### Exercise materials

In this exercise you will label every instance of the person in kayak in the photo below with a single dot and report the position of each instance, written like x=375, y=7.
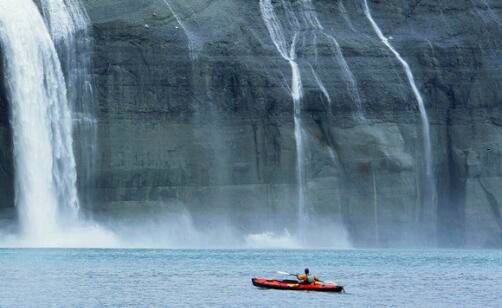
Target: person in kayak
x=307, y=278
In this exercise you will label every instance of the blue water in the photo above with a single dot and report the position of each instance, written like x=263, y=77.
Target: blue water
x=90, y=278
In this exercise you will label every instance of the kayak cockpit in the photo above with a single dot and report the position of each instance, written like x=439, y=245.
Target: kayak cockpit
x=296, y=285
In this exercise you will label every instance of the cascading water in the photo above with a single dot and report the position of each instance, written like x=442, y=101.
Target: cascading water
x=312, y=19
x=68, y=25
x=41, y=120
x=192, y=39
x=289, y=54
x=430, y=187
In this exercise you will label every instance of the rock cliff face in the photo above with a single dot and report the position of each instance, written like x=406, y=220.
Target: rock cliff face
x=195, y=109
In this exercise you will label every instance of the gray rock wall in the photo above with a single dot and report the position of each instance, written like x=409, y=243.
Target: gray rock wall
x=199, y=113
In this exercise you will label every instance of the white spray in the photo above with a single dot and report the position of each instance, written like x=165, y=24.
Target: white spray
x=288, y=53
x=41, y=120
x=429, y=176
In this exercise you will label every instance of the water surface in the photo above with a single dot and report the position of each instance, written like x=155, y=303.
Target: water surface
x=86, y=277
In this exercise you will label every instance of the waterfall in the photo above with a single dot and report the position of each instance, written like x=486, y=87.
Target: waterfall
x=352, y=87
x=193, y=41
x=288, y=53
x=45, y=179
x=430, y=187
x=68, y=25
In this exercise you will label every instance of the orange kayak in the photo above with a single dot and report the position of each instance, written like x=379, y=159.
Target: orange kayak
x=295, y=285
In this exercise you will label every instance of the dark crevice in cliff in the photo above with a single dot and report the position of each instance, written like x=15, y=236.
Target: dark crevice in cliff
x=451, y=202
x=6, y=142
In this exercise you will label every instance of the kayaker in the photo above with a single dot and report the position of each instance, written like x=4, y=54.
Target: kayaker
x=307, y=278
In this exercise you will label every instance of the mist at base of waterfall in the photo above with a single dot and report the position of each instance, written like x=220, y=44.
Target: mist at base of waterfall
x=174, y=227
x=222, y=278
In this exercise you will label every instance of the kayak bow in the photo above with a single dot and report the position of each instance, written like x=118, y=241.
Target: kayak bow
x=295, y=285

### Prompt
Keep the pictures out of your copy, and repeat every entry above exactly.

### Written solution
In this exercise you will label every instance of the person in kayak in the photo below with a single dot and report the position of each instance, written like x=375, y=7.
Target: person in kayak
x=307, y=278
In this exercise you will label every instance of the blue water in the photo above with a single dot and report the position of each instance, written like x=263, y=77.
Target: blue water
x=90, y=278
In this exercise you will label every instance of the kayak cockpit in the photo above with a single dot and report the position of each instance, written like x=439, y=245.
Target: kayak cockpit
x=296, y=285
In this exercise you will label every instance of the cascading water in the photo above with a single dot and report the position of each instance, written like x=442, y=101.
Target: cascading water
x=312, y=19
x=68, y=25
x=41, y=120
x=192, y=39
x=289, y=54
x=430, y=187
In this exercise you will label every instance of the rock cliff face in the photo above with a single dot and report the position of each instance, written like x=406, y=220.
Target: rock cliff face
x=195, y=109
In this exercise you will label every instance of the gray rock wall in the photo above with a single dot and report the position of each instance, written like x=409, y=243.
Target: gray rock wall
x=199, y=113
In this exercise you will label every instance of the white spray in the photo above with a single dot and report the position of each instance, written like x=165, y=24.
Target: white spray
x=288, y=53
x=41, y=120
x=429, y=176
In this exercise you will label every instance of the water surface in the photo above with a single dot and report the position of each instance, written like x=155, y=303.
Target: water surface
x=86, y=277
In this exercise you will label every instance of the waterfall in the photo above with a single dot and report the position of each instance, written like x=486, y=87.
Target: waterfall
x=352, y=87
x=193, y=41
x=288, y=53
x=45, y=179
x=430, y=187
x=68, y=25
In this exercise you will label every instance of the orange kayak in the photo above with a single dot and report the position of each instance, written like x=379, y=159.
Target: orange kayak
x=295, y=285
In this exercise you will label every instance of the dark crevice in cliff in the photo above with a single dot and report the position of each instance, written like x=15, y=236.
Target: dark crevice in cliff
x=451, y=202
x=6, y=142
In this exercise you will label every instance of the kayaker in the photo above with a single dot and report the position of each instance, written like x=4, y=54.
Target: kayaker
x=307, y=278
In this exercise you will label every instance of the mist at base of waterfall in the photo above with a single dot and report the position of each instance, written like x=220, y=44.
Target: mist at base of waterfall
x=174, y=227
x=222, y=278
In this exercise you will label every instance of the kayak bow in the photo above with a single dot and report the position of each instance, written like x=118, y=241.
Target: kayak bow
x=295, y=285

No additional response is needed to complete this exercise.